Pointing records
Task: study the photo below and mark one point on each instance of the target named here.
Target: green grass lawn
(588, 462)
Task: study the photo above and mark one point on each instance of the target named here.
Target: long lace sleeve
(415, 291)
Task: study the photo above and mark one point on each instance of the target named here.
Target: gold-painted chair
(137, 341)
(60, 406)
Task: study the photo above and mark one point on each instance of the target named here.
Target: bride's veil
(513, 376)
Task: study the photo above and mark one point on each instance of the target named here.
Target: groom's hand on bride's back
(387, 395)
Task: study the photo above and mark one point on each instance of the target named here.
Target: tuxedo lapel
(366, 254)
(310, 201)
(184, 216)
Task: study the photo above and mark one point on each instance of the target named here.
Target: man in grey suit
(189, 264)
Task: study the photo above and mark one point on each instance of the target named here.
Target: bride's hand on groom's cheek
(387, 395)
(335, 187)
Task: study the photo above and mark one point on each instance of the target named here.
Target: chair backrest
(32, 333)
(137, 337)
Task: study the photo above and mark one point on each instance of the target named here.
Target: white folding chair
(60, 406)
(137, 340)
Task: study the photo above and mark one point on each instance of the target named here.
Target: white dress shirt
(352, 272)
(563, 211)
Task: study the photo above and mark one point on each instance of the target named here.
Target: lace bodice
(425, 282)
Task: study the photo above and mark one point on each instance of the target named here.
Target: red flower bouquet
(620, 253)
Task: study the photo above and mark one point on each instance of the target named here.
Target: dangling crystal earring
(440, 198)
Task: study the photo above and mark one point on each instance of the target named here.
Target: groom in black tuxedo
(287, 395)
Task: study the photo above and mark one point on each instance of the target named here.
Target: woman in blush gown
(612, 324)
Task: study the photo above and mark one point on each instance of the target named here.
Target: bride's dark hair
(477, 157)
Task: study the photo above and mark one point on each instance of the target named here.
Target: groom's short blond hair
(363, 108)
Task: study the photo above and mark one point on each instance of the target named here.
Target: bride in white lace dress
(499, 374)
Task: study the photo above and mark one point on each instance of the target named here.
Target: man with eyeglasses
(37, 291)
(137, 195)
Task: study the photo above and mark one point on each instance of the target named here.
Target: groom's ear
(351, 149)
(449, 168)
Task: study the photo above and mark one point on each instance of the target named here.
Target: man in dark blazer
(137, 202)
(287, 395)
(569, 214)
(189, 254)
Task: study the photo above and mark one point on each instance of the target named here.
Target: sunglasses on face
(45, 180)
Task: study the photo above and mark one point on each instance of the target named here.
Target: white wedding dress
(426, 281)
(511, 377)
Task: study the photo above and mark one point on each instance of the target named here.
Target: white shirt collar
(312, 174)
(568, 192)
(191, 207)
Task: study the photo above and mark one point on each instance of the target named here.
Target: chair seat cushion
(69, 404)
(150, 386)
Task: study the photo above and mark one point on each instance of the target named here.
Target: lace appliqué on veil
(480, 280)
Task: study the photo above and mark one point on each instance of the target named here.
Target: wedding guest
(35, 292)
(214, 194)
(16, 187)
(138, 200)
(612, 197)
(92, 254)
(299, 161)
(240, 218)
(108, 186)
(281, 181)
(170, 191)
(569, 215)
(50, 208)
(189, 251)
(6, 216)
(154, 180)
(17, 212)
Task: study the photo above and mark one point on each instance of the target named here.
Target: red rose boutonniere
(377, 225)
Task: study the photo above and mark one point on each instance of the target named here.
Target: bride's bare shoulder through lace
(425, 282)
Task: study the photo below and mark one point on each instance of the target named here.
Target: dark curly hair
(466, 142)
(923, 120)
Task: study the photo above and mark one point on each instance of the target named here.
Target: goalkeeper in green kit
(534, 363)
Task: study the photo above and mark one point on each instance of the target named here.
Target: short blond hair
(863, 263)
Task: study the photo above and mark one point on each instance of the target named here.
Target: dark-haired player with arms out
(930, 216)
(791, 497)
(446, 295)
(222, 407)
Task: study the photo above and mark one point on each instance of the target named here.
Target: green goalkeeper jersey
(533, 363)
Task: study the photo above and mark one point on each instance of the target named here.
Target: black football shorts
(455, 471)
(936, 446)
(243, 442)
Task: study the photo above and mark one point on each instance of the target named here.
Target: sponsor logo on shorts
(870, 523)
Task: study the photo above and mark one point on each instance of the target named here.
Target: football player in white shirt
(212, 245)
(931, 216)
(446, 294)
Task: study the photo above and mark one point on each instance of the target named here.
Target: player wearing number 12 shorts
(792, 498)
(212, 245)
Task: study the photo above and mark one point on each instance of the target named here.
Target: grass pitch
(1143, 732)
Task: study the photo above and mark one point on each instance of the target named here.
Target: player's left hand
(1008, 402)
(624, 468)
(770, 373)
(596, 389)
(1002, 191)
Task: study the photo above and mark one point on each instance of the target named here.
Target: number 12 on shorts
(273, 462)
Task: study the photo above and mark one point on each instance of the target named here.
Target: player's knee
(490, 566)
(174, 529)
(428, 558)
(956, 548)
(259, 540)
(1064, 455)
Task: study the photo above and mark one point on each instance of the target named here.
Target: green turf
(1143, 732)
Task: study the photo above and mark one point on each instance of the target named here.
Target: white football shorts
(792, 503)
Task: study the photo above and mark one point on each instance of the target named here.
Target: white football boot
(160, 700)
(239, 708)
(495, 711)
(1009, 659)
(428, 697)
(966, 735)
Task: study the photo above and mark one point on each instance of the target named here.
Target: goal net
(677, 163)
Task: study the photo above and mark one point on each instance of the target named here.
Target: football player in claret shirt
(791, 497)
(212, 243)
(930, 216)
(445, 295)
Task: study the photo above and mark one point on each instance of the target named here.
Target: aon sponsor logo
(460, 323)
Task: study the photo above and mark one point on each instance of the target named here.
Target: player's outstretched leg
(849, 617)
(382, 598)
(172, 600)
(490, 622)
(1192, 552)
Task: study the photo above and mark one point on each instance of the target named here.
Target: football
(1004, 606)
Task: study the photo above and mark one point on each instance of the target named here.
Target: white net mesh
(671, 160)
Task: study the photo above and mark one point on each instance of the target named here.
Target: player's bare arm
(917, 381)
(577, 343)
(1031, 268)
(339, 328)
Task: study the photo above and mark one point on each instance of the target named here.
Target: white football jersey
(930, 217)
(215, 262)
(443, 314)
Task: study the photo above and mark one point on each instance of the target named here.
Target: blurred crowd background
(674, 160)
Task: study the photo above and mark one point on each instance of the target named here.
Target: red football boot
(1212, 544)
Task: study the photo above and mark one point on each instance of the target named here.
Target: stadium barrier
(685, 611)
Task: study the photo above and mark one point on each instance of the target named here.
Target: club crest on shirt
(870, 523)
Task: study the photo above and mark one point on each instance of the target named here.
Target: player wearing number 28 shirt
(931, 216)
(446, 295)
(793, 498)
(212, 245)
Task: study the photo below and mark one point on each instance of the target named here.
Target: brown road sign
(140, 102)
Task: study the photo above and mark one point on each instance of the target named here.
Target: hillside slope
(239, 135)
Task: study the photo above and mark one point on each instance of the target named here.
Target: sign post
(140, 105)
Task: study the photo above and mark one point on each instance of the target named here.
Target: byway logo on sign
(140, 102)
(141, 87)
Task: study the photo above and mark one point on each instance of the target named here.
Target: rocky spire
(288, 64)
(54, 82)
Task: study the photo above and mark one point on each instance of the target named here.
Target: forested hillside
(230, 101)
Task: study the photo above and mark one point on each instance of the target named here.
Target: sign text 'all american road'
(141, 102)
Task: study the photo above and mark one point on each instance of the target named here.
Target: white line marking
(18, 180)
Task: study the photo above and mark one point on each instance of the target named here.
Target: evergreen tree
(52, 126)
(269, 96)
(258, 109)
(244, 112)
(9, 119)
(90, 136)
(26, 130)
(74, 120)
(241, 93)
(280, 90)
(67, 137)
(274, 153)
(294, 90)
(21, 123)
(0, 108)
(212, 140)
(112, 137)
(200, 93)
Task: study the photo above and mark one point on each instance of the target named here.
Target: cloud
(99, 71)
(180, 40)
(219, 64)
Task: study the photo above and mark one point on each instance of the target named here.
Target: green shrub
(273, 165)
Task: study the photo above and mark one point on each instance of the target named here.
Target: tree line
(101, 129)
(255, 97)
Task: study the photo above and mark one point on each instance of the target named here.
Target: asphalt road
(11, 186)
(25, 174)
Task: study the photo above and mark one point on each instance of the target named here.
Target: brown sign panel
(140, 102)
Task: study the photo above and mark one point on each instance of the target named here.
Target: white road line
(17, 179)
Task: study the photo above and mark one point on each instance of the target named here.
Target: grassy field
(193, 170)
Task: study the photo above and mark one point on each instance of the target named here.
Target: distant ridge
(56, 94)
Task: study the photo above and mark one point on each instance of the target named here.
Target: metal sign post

==

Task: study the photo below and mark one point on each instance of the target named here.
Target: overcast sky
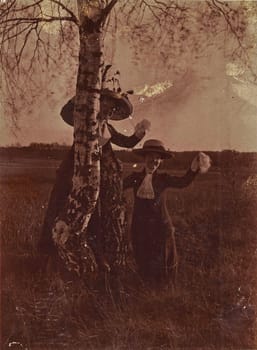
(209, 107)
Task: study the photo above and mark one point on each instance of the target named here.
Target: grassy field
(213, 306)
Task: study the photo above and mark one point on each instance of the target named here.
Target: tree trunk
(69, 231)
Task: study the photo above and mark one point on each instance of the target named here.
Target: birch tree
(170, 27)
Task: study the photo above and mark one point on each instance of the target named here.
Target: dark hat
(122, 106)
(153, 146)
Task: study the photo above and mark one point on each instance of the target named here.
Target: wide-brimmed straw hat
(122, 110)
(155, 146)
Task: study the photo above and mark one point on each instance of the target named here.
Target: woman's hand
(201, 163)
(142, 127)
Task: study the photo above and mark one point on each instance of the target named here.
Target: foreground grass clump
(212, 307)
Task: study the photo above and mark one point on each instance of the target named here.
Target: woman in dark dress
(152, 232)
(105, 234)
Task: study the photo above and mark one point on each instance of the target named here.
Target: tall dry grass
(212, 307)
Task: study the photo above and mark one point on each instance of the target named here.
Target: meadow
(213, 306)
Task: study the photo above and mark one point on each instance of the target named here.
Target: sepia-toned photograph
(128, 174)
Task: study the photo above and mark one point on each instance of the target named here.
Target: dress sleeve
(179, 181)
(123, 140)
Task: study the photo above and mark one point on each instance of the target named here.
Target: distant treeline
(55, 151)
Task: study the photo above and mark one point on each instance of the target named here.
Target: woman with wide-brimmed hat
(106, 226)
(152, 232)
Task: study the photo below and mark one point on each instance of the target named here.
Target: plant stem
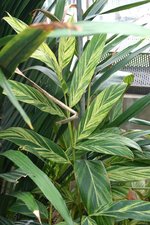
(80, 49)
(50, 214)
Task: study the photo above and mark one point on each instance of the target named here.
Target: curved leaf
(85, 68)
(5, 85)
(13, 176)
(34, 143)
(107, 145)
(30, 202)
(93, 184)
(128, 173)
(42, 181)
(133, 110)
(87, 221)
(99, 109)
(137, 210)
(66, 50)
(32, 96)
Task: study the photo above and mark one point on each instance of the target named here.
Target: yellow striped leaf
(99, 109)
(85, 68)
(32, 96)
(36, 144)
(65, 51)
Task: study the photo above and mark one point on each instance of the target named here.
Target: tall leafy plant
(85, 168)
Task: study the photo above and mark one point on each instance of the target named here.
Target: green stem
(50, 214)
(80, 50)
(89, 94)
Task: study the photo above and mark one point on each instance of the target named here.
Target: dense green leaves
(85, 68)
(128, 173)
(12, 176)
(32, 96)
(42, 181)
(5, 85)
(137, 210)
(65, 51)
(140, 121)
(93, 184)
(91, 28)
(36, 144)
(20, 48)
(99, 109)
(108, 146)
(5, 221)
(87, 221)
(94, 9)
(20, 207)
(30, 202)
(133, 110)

DIRECTIONS FOR THIS TASK — Please copy out each line of the records above that contains the word "road".

EXPECTED OUTPUT —
Target: brown road sign
Target: sign text 'all american road'
Target: asphalt road
Target: white road line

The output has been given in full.